[DIRECTIONS]:
[1] Return the passage of the NGC 2204 text between "Associations" and "the galactic plane.", inclusive, with its wording unchanged.
[2] Decide whether each statement below agrees with the NGC 2204 text. Give yes or no for each and quote the text's deciding words exactly.
(a) William Herschel discovered the cluster in 1785.
(b) The cluster orbits about 1 kpc above the galactic plane.
(c) The cluster's mean radial velocity relative to the Sun is negative.
[3] Continue the NGC 2204 text, picking up right after its final sentence.

[PROVIDED TEXT]:
● ● ● ● ●

Observation data (J2000.0 epoch)
- Right ascension: 06^{h} 15^{m} 31.7^{s}
- Declination: −18° 40′ 12″
- Distance: 13.4 ± 1.3 kly (4.1 ± 0.4 kpc)
- Apparent magnitude (V): 8.6
- Apparent dimensions (V): 10.0′

Physical characteristics
- Radius: 16.25ly
- Estimated age: 2.0±0.3 Gyr
- Other designations: Collinder 88, Melotte 44

Associations
- Constellation: Canis Major

= NGC 2204 =

Open cluster in the constellation Canis Major

NGC 2204 is an open cluster of stars in the Canis Major constellation. It was discovered by the German-English astronomer William Herschel on 6 February 1785. The cluster has an integrated visual magnitude of 8.6 and spans a diameter of 10.0 arcminute. Resolving the individual member stars is a challenge with a 10 to 12-inch amateur telescope. It is located at a distance of approximately 13,400 light years from the Sun. The cluster shows a mean radial velocity of +91.38±0.30 km/s relative to the Sun, and is orbiting the inner galactic disk region about 1 kpc below the galactic plane.

● ● ● ● ●

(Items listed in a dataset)

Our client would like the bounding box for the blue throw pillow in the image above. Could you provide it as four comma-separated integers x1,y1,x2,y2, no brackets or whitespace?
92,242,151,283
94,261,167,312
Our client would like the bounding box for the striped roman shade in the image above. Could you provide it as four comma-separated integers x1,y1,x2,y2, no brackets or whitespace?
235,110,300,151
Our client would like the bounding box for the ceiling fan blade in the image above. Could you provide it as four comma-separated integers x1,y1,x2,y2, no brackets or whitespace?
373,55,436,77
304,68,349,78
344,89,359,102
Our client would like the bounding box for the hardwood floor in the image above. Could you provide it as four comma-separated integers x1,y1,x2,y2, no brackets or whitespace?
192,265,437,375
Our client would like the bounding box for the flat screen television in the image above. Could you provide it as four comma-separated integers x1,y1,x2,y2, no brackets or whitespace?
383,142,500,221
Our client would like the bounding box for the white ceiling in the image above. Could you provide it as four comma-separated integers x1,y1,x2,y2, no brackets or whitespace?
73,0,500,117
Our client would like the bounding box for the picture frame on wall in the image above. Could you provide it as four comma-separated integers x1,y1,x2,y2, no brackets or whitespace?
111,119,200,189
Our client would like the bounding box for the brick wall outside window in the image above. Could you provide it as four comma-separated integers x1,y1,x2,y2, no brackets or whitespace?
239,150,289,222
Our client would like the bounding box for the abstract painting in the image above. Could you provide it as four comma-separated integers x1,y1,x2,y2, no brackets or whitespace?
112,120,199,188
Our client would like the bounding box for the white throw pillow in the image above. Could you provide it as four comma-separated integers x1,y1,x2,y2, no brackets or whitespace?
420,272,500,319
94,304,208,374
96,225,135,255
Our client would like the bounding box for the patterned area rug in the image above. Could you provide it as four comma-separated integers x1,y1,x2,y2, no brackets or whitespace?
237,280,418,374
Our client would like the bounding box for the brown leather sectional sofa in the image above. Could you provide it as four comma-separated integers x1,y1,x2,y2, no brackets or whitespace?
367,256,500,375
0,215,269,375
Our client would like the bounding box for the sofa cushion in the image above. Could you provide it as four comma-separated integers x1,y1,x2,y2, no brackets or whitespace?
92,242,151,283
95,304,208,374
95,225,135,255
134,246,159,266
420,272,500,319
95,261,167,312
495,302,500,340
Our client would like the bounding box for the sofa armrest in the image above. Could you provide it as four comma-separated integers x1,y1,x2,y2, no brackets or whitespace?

● ● ● ● ●

[EXERCISE RESULTS]:
[1]
Associations
- Constellation: Canis Major

= NGC 2204 =

Open cluster in the constellation Canis Major

NGC 2204 is an open cluster of stars in the Canis Major constellation. It was discovered by the German-English astronomer William Herschel on 6 February 1785. The cluster has an integrated visual magnitude of 8.6 and spans a diameter of 10.0 arcminute. Resolving the individual member stars is a challenge with a 10 to 12-inch amateur telescope. It is located at a distance of approximately 13,400 light years from the Sun. The cluster shows a mean radial velocity of +91.38±0.30 km/s relative to the Sun, and is orbiting the inner galactic disk region about 1 kpc below the galactic plane.

[2]
(a) Yes: "It was discovered by the German-English astronomer William Herschel on 6 February 1785."
(b) No: "about 1 kpc below the galactic plane."
(c) No: "a mean radial velocity of +91.38±0.30 km/s relative to the Sun."

[3]
This is a rich but diffuse cluster with a Trumpler class of III 3m, spanning a physical diameter of about 17 pc. It is an older cluster with an estimated age of 2.0±0.3 billion years. The metallicity is correspondingly poor, showing an abundance of iron about 59% of that in the Sun. There is a prominent giant branch clump on the HR diagram. The cluster has a significant population of blue stragglers, an indicator of past stellar mergers. It has a pair of candidate chemically peculiar stars, and five variable stars have been discovered, including four eclipsing variables.